**** Text shown
Let’s start with the good news. Lockbox looks far better than its misleading marketing materials suggest, a supernatural horror movie so darkly lit and color graded that you’ll have to squint your way through jump scares. It’s also anchored by reliable genre performers. That’s also about where the good news ends with this rote adaptation of Knifepoint Horror Podcast story “Winthrop.”

The empathetic Carla Gugino gives her all as Ellen, a saint of a woman with boundless patience who takes on life’s hard luck with a kind smile. After giving up her career as a fashion designer to become caretaker for a dying mother, she’s then forced to reinvent herself once more when her caretaker role ends. That catches us up to the events of Lockbox, where Ellen is asked to take in a cousin she hasn’t seen in quite some time who’s dealing with severe PTSD.

Just as Ellen finally establishes a real connection with Winthrop (Lou Taylor Pucci), it’s interrupted by the arrival of peculiar neighbor Vahna (Katharine Isabelle), who spells clear trouble. When Vahna shows up dead, it sets in motion a supernatural battle of possession.

Image Credit: Aura entertainment

Director Daniel Stamm (The Last Exorcism, Prey for the Devil) and screenwriter Justin Yoffe approach Lockbox in the broadest of brushstrokes, dooming it from the start with clunky storytelling and woefully underdeveloped themes of heady topics like PTSD. Winthrop is a character that comes loaded with emotional baggage and trauma that’s piled on throughout his tragic life, but much like its title, his interiority and history are treated like a tightly guarded secret meant to prolong the supernatural mystery.

The problem here, though, is that Lockbox is too sparse to sustain mystery at all, and it instead robs Winthrop of characterization. It winds up trapping the talented Pucci without anywhere to go, toggling between wounded animal and mentally disoriented. 

From there, Lockbox bounds through plot developments without any sense of stakes or purpose, peppered by a smattering of haphazard paint-by-numbers jump scares. The only unwavering constant is Ellen’s resolute faith, and Stamm seems to leave it entirely to Gugino to guide confused audiences through this inconsequential story right up until its supernatural climax.

Image Credit: Aura entertainment

To give more credit, Lockbox at least injects an unconventional exorcism here; just don’t expect much in the way of explanation. When the film finally reveals the meaning behind its title, it dangles a fascinating carrot it has zero interest in delivering. More than a severe lack of fleshing out its characters beyond plot drivers or devices, this faith-based flick also seems terrified to offer any worldbuilding whatsoever. 

Yoffe’s script stretches the short story beyond its means instead of fleshing it out, and Stamm fills out the gaps with cheap CGI scares and overwrought performances; Isabelle’s Vahna is beyond cartoonish in her villainy. It’s also pretty nonsensical, treating only Ellen’s faith with the utmost sincerity and largely squandering its typically reliable talent. So much so that the final imagery, pure sunkissed saccharine sentimentality, leaves you with the feeling that this horror movie might be better suited as an entry in Chicken Soup for the Soul

Lockbox releases in select theaters on July 3, 2026.
********
**** Given entries
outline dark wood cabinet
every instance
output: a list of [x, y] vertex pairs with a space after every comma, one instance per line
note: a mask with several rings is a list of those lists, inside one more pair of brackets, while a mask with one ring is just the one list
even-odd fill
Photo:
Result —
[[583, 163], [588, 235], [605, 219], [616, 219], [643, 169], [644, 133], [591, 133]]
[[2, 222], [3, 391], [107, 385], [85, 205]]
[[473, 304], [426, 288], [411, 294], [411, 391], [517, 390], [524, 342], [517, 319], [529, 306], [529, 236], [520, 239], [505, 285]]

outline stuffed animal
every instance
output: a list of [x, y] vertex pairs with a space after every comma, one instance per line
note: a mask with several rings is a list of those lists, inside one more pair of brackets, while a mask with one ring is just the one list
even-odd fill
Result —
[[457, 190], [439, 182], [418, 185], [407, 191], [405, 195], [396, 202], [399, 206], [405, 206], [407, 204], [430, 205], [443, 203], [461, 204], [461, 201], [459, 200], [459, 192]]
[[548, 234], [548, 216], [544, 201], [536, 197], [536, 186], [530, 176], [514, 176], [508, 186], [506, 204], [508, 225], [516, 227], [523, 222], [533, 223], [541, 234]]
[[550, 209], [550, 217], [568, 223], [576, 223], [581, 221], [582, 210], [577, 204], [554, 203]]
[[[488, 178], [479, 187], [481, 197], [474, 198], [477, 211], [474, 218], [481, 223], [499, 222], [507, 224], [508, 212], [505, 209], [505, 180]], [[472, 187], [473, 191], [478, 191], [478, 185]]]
********
▸ **Work order**: Reproduce the stretch of the Lockbox review above from "From there, Lockbox" through "any worldbuilding whatsoever.".

▸ **Reply**:
From there, Lockbox bounds through plot developments without any sense of stakes or purpose, peppered by a smattering of haphazard paint-by-numbers jump scares. The only unwavering constant is Ellen’s resolute faith, and Stamm seems to leave it entirely to Gugino to guide confused audiences through this inconsequential story right up until its supernatural climax.

Image Credit: Aura entertainment

To give more credit, Lockbox at least injects an unconventional exorcism here; just don’t expect much in the way of explanation. When the film finally reveals the meaning behind its title, it dangles a fascinating carrot it has zero interest in delivering. More than a severe lack of fleshing out its characters beyond plot drivers or devices, this faith-based flick also seems terrified to offer any worldbuilding whatsoever.